Exercise brief
Return every one of the following items word for word, in the order they appear.

Provided material
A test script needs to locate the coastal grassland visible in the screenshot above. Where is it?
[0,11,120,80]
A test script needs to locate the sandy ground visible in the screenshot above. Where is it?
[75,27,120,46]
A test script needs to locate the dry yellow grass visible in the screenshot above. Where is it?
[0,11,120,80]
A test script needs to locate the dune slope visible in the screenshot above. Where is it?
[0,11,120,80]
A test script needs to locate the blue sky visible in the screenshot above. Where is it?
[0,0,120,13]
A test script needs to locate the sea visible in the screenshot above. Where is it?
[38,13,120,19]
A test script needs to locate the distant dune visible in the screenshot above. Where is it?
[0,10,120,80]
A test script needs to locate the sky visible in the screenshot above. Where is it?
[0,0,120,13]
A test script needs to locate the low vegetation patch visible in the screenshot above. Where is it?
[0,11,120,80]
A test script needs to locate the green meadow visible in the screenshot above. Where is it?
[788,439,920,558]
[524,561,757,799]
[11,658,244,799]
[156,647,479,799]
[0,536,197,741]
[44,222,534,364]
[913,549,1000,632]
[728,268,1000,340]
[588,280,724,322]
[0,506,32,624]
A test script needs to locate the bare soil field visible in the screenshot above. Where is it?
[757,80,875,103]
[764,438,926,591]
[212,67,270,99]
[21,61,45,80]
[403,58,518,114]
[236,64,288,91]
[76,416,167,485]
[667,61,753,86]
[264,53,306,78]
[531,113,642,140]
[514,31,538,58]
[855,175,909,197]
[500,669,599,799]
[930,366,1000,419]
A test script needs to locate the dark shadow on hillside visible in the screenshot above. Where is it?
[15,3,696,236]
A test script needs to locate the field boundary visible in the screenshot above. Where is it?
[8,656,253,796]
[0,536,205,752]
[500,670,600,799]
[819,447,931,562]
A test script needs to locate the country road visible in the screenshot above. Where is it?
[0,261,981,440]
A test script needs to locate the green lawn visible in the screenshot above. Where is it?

Answer in full
A test script needs to locate the coastal grassland visible in the screenshot above. Where is it?
[0,11,120,80]
A test script needs to locate the sandy ground visible in the screenshot above. Where is it?
[75,27,120,46]
A test script needs to locate the dry yellow grass visible in the screenshot above. Where is it?
[0,11,120,80]
A test script needs to locate the dune slope visible in the screenshot above. Where is it?
[0,11,120,80]
A test script needs to locate the blue sky visible in the screenshot above. Where is it?
[0,0,120,13]
A test script needs to locate the sea visible in the screenshot above. Where is it?
[38,13,120,19]
A test script needs to locate the distant dune visible in the screenshot above. Where is it?
[0,10,120,80]
A test script needs to locate the sky visible in the screenshot above. Where is it?
[0,0,120,13]
A test script needs to locate the low vegetation patch visible in the screenshot above. Where is it?
[0,11,120,80]
A test script needs to locate the green meadow visible in the screenshot above. Where is it?
[788,439,920,558]
[524,561,757,799]
[11,658,244,799]
[156,647,479,799]
[0,536,197,741]
[44,222,534,364]
[913,549,1000,632]
[728,268,1000,340]
[588,280,724,322]
[0,506,32,624]
A test script needs to locate the bare soil field visible in the screenshot above. Where is it?
[757,80,875,103]
[764,438,926,591]
[212,67,270,99]
[21,61,45,80]
[403,58,518,114]
[236,64,288,91]
[76,416,167,485]
[667,61,753,86]
[264,53,306,78]
[531,113,642,140]
[514,31,538,58]
[855,175,909,197]
[500,669,599,799]
[930,366,1000,419]
A test script needs to locate the dark shadow on hillside visible in the screenshot above. Where is it?
[15,3,696,236]
A test script needs to locate the field boundary visible in the screenshot above. Where is it?
[8,656,253,796]
[0,536,205,752]
[500,670,600,799]
[819,447,931,562]
A test script needs to locate the country road visible in the screenshot above. Where is it?
[0,261,981,440]
A test script needs to locate the green lawn visible in the screenshot above. Where is it?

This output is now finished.